- Instructions to follow -
Rewrite the records below, changing "roadway count" to "traffic survey" wherever it occurs and leaving every other line unchanged.

[Excerpts from point annotation data]
__________________________________________________

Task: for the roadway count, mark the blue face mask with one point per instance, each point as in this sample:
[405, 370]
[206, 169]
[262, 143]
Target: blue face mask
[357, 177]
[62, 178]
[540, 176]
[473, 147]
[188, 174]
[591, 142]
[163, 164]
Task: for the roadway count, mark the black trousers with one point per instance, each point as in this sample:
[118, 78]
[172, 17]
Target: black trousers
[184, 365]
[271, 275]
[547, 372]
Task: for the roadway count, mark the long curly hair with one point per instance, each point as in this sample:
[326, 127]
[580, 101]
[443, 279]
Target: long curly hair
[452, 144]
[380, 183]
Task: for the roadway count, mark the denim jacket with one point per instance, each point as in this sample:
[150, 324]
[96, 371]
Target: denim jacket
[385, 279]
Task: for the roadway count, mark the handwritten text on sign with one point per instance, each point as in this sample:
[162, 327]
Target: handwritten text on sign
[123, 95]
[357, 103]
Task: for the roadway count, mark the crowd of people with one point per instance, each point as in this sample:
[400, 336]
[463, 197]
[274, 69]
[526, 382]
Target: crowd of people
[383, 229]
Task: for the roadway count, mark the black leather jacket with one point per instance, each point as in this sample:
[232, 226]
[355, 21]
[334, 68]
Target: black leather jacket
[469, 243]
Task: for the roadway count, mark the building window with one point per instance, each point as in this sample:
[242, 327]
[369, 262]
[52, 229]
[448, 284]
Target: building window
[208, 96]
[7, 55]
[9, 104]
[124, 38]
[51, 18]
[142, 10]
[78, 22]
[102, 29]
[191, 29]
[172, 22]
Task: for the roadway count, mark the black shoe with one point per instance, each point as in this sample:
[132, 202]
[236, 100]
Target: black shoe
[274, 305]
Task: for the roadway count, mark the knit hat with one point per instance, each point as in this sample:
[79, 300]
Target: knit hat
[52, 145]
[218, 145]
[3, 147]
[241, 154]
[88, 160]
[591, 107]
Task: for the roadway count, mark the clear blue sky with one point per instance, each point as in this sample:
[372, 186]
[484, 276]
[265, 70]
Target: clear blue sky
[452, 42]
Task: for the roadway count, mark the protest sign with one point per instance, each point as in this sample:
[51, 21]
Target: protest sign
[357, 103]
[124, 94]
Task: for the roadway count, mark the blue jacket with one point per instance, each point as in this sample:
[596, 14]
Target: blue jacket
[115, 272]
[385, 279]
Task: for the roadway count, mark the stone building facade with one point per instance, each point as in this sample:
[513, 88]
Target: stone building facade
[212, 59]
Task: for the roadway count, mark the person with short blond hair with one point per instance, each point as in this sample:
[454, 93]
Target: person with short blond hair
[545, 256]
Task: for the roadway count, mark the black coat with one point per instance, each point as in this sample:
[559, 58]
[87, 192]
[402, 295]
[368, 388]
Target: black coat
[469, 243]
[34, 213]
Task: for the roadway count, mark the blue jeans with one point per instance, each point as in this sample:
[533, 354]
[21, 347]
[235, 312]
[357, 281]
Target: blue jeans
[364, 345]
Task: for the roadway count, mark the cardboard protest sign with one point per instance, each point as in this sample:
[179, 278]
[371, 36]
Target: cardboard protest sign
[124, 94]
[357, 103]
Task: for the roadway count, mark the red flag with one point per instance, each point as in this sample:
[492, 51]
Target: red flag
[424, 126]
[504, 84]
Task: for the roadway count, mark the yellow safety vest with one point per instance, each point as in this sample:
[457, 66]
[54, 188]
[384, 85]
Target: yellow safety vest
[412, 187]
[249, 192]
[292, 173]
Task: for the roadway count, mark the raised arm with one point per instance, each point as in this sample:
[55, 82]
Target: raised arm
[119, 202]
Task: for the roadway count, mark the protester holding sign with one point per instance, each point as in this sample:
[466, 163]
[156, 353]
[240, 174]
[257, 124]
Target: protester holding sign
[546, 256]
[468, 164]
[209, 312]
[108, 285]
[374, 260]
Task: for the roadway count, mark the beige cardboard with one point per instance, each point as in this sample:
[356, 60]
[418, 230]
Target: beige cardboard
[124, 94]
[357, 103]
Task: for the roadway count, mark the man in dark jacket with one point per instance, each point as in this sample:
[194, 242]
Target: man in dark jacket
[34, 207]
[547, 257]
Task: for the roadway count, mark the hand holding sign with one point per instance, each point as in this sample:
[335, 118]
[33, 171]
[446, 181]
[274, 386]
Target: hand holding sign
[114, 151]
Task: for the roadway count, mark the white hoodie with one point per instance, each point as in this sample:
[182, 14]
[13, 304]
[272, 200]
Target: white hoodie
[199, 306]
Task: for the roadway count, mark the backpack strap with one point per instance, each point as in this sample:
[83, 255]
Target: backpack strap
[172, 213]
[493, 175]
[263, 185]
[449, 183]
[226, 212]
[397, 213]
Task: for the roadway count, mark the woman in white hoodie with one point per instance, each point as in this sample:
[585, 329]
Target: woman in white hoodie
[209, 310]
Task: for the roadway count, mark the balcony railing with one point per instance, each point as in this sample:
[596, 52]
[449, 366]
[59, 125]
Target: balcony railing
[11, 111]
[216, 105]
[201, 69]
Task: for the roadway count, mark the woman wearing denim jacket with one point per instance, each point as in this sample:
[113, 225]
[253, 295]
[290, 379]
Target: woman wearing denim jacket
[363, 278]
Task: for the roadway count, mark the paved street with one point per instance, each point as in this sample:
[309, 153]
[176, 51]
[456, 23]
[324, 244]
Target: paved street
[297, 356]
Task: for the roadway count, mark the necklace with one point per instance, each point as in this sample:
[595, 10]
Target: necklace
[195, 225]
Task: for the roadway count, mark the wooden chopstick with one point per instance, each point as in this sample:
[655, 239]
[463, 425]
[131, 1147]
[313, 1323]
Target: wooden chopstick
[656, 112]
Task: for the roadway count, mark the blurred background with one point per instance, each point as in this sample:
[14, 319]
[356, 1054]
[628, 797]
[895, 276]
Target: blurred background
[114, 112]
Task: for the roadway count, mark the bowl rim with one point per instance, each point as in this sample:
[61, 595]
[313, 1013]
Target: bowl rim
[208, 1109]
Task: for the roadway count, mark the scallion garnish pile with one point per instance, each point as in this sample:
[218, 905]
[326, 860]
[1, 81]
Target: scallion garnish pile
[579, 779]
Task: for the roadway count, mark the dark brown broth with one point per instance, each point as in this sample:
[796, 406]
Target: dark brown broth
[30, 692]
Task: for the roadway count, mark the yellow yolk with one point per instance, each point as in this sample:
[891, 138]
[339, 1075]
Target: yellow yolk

__________________________________________________

- Exercise result -
Task: for the traffic survey, mark the blue face mask with one point per instance, each point as in this sample:
[405, 370]
[206, 169]
[262, 143]
Target: blue face mask
[357, 177]
[62, 178]
[540, 176]
[473, 147]
[188, 174]
[591, 142]
[163, 164]
Task: for the traffic survey, mark the black trousers with one point per instance, each point as in this sample:
[118, 78]
[172, 17]
Target: black trousers
[184, 365]
[271, 275]
[547, 372]
Task: for the traffic survey, mark the long curly hair with one point per instance, each point as in this sample:
[326, 127]
[580, 101]
[443, 279]
Target: long curly hair
[452, 144]
[380, 183]
Task: for the traffic survey, mark the denim jacket with one point per instance, each point as in this sample:
[150, 324]
[96, 371]
Target: denim jacket
[385, 279]
Task: for the traffic survey, mark the handwritten text on sign with one point per instance, each point as in this sample:
[162, 327]
Target: handwritten text on sign
[123, 95]
[357, 103]
Task: for the traffic survey, mark the crowd of people with one point per instance, each point as in this sample:
[400, 336]
[463, 197]
[274, 69]
[526, 382]
Target: crowd of people
[383, 229]
Task: for the traffic survey, mark the black leather jacket with one point per instance, each point as in this sample:
[232, 226]
[355, 21]
[334, 68]
Target: black leather jacket
[469, 243]
Task: for the traffic survey, mark the building window with one point per instance, each point as in this sample:
[242, 327]
[369, 262]
[52, 229]
[448, 284]
Target: building window
[208, 96]
[7, 55]
[9, 104]
[124, 38]
[51, 18]
[142, 10]
[78, 22]
[102, 29]
[191, 29]
[172, 22]
Task: for the traffic survey, mark the black shoe with one point per instance, each point as in this sample:
[132, 202]
[236, 100]
Target: black shoe
[274, 305]
Task: for the traffic survey, mark the knit hat with one point per instance, each point as in this sample:
[79, 300]
Target: knit hat
[52, 145]
[218, 145]
[3, 147]
[241, 154]
[88, 160]
[591, 107]
Task: for the traffic survey, mark the clear blue sky with one point per instance, each point as in this sample:
[372, 186]
[484, 276]
[265, 70]
Target: clear blue sky
[452, 42]
Task: for the traffic survey, mark the protest sign with one point per instance, each point as in this sample:
[51, 21]
Target: protest sign
[357, 103]
[124, 94]
Task: for the traffic survey, mark the blue jacket with one point per instance, each point as in this sample:
[596, 14]
Target: blue jacket
[115, 272]
[385, 279]
Task: for the traffic survey, mark the stone building facade with one point per instance, each point as in this sample:
[513, 88]
Target: stone building facade
[212, 59]
Task: for the traffic survey, mark the person with short blond hair with one point per instance, each point as in this sample:
[454, 93]
Target: person with short blond hair
[545, 256]
Task: for the traffic survey, mark the black coat with one point per instance, each point as in this sample:
[559, 58]
[87, 192]
[402, 295]
[368, 388]
Target: black coat
[469, 243]
[34, 213]
Task: for the traffic survey, mark the blue jeans with one point per instance, each point as in this sample:
[533, 354]
[21, 347]
[235, 312]
[357, 281]
Target: blue jeans
[364, 345]
Task: for the traffic survey, mark the cardboard protest sign with one point per instance, each point as in this sample:
[179, 278]
[371, 36]
Target: cardboard protest sign
[124, 94]
[357, 103]
Task: for the traffic survey, mark the red flag with one point per instance, each point as in this sample:
[492, 51]
Target: red flag
[424, 126]
[504, 84]
Task: for the traffic survey, mark the yellow safety vest with one point per instance, each point as in this sample:
[457, 66]
[54, 188]
[384, 85]
Target: yellow safety vest
[412, 187]
[249, 192]
[292, 173]
Task: for the traffic survey, mark the raised arm with one point per instance, each point as in this sample:
[55, 82]
Target: raised arm
[119, 202]
Task: for the traffic survey, mark the protester holding sign with one point per instance, each point as in this sample:
[466, 163]
[156, 353]
[240, 174]
[257, 124]
Target: protester holding sign
[546, 256]
[468, 164]
[209, 312]
[108, 285]
[374, 260]
Task: for the traffic survey, mark the beige cardboard with one point per instance, each point as in this sample:
[356, 60]
[418, 230]
Target: beige cardboard
[124, 94]
[357, 103]
Task: for the traffic survey, mark the man in dark jacket with one point per instance, each point as in this sample:
[194, 242]
Target: man in dark jacket
[34, 207]
[547, 257]
Task: for the traffic survey, mark the hand holding sign with one point per instance, each point as in this sample:
[335, 118]
[33, 171]
[446, 181]
[274, 386]
Target: hand holding sign
[114, 151]
Task: for the traffic survey, mark the white hoodie with one point per instance, each point as in this sample:
[182, 14]
[13, 304]
[272, 200]
Target: white hoodie
[199, 306]
Task: for the traffic survey, mark the backpack strap with one point per instance, each point as in this sample:
[83, 255]
Target: backpack strap
[172, 213]
[493, 175]
[263, 185]
[449, 183]
[226, 212]
[397, 213]
Task: for the traffic survey, mark the woman in white hoodie with one point per instance, each point as in this sample:
[585, 329]
Target: woman in white hoodie
[209, 310]
Task: for the traffic survey, mark the balcony railing with one point per instance, each point as in this sample:
[596, 52]
[449, 366]
[59, 125]
Target: balcony railing
[11, 111]
[216, 105]
[201, 69]
Task: for the traffic survey, mark the woman wearing denim jacket with one point per instance, each point as in this sample:
[113, 225]
[253, 295]
[290, 379]
Target: woman wearing denim jacket
[363, 278]
Task: for the traffic survey, mark the paved street with one point per instance, each point as in this sample:
[309, 153]
[176, 51]
[456, 23]
[324, 244]
Target: paved street
[297, 356]
Task: for the traffic survey, mark the necklace with one point per instance, each point as in this sample:
[595, 10]
Target: necklace
[195, 225]
Task: for the traffic survey, mark the wooden chopstick with one point per instance, each point as in this sample:
[655, 239]
[463, 425]
[131, 1147]
[313, 1323]
Target: wooden chopstick
[656, 112]
Task: for the traffic survey, mark the blurred background with one point per instance, each point as in this sample:
[14, 319]
[356, 1054]
[628, 797]
[895, 276]
Target: blurred background
[114, 112]
Task: for the traffic survey, mark the bowl rim with one point per instance, each point as in this sample:
[61, 595]
[313, 1013]
Target: bowl rim
[208, 1109]
Task: for the traffic survey, mark the scallion garnish pile with one point per instance, each point as in this sample:
[218, 905]
[326, 860]
[1, 81]
Target: scallion garnish pile
[579, 779]
Task: for the traffic survey, mark the dark brown broth with one point per instance, each point as in this sample:
[796, 406]
Target: dark brown broth
[30, 692]
Task: for the traffic survey, mark the yellow yolk with one point per instance, each point as in this sample:
[891, 138]
[339, 1075]
Target: yellow yolk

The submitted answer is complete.